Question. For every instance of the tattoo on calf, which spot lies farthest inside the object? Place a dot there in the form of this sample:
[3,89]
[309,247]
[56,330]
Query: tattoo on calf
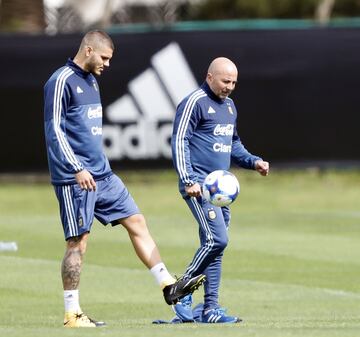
[71,268]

**Compito scritto**
Individua le righe riportate sopra in cui compare la parola "tattoo". Ricopiale tutte.

**Soluzione esercizio**
Question. For every instance of the tattoo on calf, which spot lies farthest inside the object? Place a dot there in the form of this sample:
Query: tattoo on calf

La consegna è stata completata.